● Data excerpts:

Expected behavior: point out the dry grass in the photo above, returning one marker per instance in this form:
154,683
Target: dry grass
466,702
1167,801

● Given exercise:
Rewrite the listing above, replacing "dry grass" with "withered grass" everywhere and leaving everything else unchanged.

● Output of the task:
Expected behavior: point out the withered grass in the photo above, returning one marker per instance in this form:
154,683
Target: withered grass
466,702
1167,801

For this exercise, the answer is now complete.